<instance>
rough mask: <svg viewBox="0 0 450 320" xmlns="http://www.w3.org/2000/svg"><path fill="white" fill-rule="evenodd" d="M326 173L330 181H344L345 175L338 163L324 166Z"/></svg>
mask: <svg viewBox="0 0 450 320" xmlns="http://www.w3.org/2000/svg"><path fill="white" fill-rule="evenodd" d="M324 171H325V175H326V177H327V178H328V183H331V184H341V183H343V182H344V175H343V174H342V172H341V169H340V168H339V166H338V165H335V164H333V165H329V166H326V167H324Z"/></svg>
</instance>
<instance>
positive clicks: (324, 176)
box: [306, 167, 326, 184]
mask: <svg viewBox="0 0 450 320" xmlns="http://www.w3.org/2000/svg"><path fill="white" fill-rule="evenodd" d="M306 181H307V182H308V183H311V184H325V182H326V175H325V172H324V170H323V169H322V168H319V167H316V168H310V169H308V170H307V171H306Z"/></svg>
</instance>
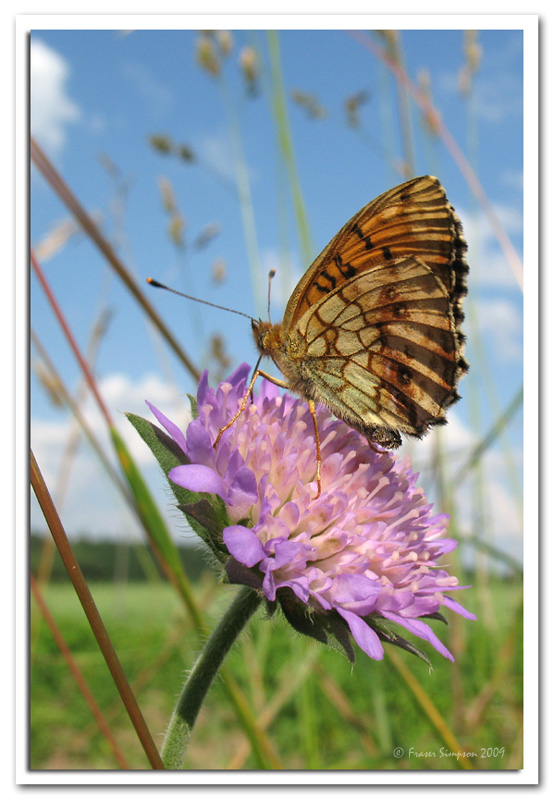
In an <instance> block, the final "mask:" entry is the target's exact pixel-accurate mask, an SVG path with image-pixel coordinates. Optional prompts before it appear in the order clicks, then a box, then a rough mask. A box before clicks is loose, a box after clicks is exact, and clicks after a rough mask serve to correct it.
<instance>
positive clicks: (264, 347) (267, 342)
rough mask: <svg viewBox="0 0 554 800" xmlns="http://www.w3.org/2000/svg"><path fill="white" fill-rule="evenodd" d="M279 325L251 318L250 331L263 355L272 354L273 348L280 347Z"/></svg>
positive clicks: (279, 330) (256, 346)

--------------------

_What you need to do:_ Beginning with the first line of the entries, repeat each line exactly until you have reproduced the one containing "positive clicks: (324, 176)", and add nothing further.

_Reply to the task:_
<instance>
rough mask: <svg viewBox="0 0 450 320" xmlns="http://www.w3.org/2000/svg"><path fill="white" fill-rule="evenodd" d="M326 173L330 181H344L345 175L338 163L324 166Z"/></svg>
mask: <svg viewBox="0 0 450 320" xmlns="http://www.w3.org/2000/svg"><path fill="white" fill-rule="evenodd" d="M324 171H325V175H326V177H327V178H328V183H331V184H341V183H343V182H344V175H343V174H342V172H341V169H340V168H339V166H338V165H335V164H333V165H329V166H326V167H324Z"/></svg>
</instance>
<instance>
positive clicks: (324, 176)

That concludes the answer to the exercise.